## PROBLEM 1
List every organization that the IVF article names as having supported the research.
## PROBLEM 2
Print everything in the IVF article from "Pregnancy success rates" down to "of just 18%.".
## PROBLEM 3
Summarize the IVF article in two sentences.

## EXCERPTED TEXT
-----

New discovery pinpoints the ‘golden window’ for IVF success
Researchers have found a way to better pinpoint the “golden window” when a womb is ready for pregnancy, in a discovery that could help boost IVF success rates.
- Teflon-like molecule makes womb slippery and prevents embryos implanting
- Study finds IVF more likely to succeed when the slippery molecule is reduced
- Findings could help improve precision and personalisation of IVF treatment
It’s long been known that correctly timing an embryo transfer is critical to the chance of achieving pregnancy.
Identifying the right moment in a woman’s cycle with absolute precision remains a challenge however, contributing to low IVF success rates, which remain on average under 50%.
But now RMIT University researchers may have found a way forward, by identifying a Teflon-like molecule that makes the surface of the womb slippery and prevents embryos from implanting.
The team discovered that the levels of this molecule on the womb’s surface decrease at a certain point in the menstrual cycle.
This allows the womb to become stickier, opening the “golden window” for pregnancy success.
Previously, scientists believed implantation hinged on molecules that actively promoted the adhesion of an embryo to the wall of the uterus.
Lead researcher Professor Guiying Nie said the team’s discovery changed long-held scientific thinking about embryo implantation.
“We’ve been looking for something that helps embryos stick when the vital part of the puzzle turned out to be a slippery molecule that has the opposite effect – it prevents them from sticking,” she said.
The research found a significant difference in IVF success rates when embryos were transferred while this molecule was present or absent on the surface of the uterus.
“Every embryo is precious for families struggling with infertility, so getting the timing right is critical,” said Nie, who leads the Implantation and Pregnancy Research Laboratory in the School of Health and Biomedical Sciences at RMIT.
“We hope with further development our discovery could help clinicians identify precisely when each patient has the greatest chance of achieving pregnancy, delivering fully personalised IVF treatment.”
The findings, published in the journals Fertility and Sterility and Human Reproduction, could have significant implications for IVF treatment and success rates.
Pregnancy success rates
The retrospective clinical study, co-designed by Nie and Professor Luk Rombauts from Monash IVF, examined levels of the anti-implantation molecule, known as podocalyxin (PCX), in the endometrium of 81 women undergoing IVF treatment.
A biopsy of the uterus was taken at the mid-luteal phase (about seven days after ovulation) of the women’s menstrual cycle, one full cycle before a frozen embryo was transferred.
While the women with low levels of PCX had a 53% pregnancy success rate, those women where the molecule had not been reduced had a success rate of just 18%.
Rombauts said measuring levels of PCX at the mid-luteal phase can be used as a screening test but it could also indicate a reason for infertility, making the molecule a potential target for treatment.
“These findings offer a promising path for us to both improve IVF success rates and potentially treat an underlying cause of infertility,” he said.
The research team has already begun work to better understand the role of PCX and how it is regulated in the body, with the aim of developing infertility treatments.
Nie said the analysis of this molecule could be done in a standard pathology laboratory, making it relatively cost-effective to implement a future screening test.
“The only way we can currently test for PCX is through biopsies of tissue, which cannot be taken at the time when embryos are transferred,” she said.
“We need further research to develop non-invasive and real-time approaches for measuring PCX on the day of embryo transfer.
“Our hope is to deliver a simple test that can help patients and boost the precision and personalisation of IVF treatment.”
A patent application has been filed for the technology, with collaborators from Monash IVF now looking to further evaluate the potential clinical applications.
The work began at the Hudson Institute of Medical Research, before Nie’s team moved to RMIT in 2020.
The research was supported by the European Society of Human Reproduction and Embryology, Monash IVF, and the National Health and Medical Research Council of Australia (NHMRC). Human embryo work in Brussels was supported by Wetenschappelijk Fonds Willy Gepts.

-----

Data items
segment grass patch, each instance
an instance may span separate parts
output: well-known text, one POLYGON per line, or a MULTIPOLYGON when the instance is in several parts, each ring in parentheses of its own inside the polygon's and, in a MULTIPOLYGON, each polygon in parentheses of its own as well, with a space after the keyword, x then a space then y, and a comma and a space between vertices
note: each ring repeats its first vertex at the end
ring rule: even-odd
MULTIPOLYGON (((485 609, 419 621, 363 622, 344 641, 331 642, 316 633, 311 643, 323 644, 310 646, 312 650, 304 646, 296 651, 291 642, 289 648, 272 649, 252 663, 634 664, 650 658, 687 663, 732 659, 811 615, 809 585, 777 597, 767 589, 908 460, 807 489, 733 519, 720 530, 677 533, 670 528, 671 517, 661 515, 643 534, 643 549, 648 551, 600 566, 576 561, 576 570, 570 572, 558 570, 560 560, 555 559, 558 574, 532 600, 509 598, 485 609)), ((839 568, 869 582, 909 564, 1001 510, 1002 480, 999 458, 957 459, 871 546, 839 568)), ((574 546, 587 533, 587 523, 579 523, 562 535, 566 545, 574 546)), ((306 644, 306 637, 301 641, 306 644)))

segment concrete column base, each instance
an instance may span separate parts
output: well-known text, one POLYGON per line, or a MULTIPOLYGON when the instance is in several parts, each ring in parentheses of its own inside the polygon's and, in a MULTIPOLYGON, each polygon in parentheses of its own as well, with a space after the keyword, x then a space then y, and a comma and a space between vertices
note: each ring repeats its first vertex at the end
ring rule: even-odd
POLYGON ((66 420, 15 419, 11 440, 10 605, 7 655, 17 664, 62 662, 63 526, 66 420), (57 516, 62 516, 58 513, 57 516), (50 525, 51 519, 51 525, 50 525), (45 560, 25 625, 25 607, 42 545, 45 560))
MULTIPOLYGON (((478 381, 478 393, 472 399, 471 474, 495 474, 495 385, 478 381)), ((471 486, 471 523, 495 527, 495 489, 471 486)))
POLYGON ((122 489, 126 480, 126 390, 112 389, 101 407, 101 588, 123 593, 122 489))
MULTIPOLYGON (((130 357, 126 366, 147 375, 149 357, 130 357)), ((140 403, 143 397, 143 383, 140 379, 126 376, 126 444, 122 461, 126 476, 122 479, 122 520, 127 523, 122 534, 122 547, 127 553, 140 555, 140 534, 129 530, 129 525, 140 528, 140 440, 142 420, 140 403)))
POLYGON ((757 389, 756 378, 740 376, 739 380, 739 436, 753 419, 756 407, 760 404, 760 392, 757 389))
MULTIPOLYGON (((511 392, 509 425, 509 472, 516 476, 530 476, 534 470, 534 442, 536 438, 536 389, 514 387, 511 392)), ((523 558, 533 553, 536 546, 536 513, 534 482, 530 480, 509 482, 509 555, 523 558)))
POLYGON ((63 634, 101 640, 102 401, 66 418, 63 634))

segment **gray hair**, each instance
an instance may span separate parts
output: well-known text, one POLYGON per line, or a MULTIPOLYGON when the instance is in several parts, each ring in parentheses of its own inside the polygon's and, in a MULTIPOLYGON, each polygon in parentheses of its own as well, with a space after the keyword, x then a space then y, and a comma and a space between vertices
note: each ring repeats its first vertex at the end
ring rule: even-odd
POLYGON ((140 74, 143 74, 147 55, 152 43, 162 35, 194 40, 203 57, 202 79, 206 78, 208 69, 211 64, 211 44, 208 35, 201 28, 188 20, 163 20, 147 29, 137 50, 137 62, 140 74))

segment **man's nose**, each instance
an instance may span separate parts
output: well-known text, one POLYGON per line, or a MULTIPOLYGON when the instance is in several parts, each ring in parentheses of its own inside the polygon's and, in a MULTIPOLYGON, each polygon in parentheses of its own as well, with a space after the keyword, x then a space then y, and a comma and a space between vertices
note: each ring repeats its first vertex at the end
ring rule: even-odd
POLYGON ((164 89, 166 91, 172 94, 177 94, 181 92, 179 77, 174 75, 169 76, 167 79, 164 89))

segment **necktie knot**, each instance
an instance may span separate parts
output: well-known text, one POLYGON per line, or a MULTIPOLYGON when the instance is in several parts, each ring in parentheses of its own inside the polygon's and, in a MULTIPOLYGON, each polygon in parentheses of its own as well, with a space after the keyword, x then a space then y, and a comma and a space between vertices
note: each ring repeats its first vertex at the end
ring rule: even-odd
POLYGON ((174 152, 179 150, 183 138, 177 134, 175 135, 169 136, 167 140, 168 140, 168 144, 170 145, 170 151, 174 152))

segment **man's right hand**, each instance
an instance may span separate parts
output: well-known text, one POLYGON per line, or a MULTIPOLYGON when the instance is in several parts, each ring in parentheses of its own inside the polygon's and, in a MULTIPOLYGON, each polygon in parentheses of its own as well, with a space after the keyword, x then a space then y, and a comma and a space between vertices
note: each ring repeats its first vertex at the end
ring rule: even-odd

-----

## FINAL ANSWER 1
European Society of Human Reproduction and Embryology
Monash IVF
National Health and Medical Research Council of Australia (NHMRC)
Wetenschappelijk Fonds Willy Gepts

## FINAL ANSWER 2
Pregnancy success rates
The retrospective clinical study, co-designed by Nie and Professor Luk Rombauts from Monash IVF, examined levels of the anti-implantation molecule, known as podocalyxin (PCX), in the endometrium of 81 women undergoing IVF treatment.
A biopsy of the uterus was taken at the mid-luteal phase (about seven days after ovulation) of the women’s menstrual cycle, one full cycle before a frozen embryo was transferred.
While the women with low levels of PCX had a 53% pregnancy success rate, those women where the molecule had not been reduced had a success rate of just 18%.

## FINAL ANSWER 3
RMIT University researchers have identified a Teflon-like molecule, podocalyxin (PCX), that makes the surface of the womb slippery and prevents embryos from implanting, and its levels drop at a certain point in the menstrual cycle to open a "golden window" for pregnancy. In a study of 81 women undergoing IVF, those with low PCX levels had a 53% pregnancy success rate against 18% for those whose PCX had not been reduced, a finding that could lead to a screening test and more precise, personalized IVF treatment.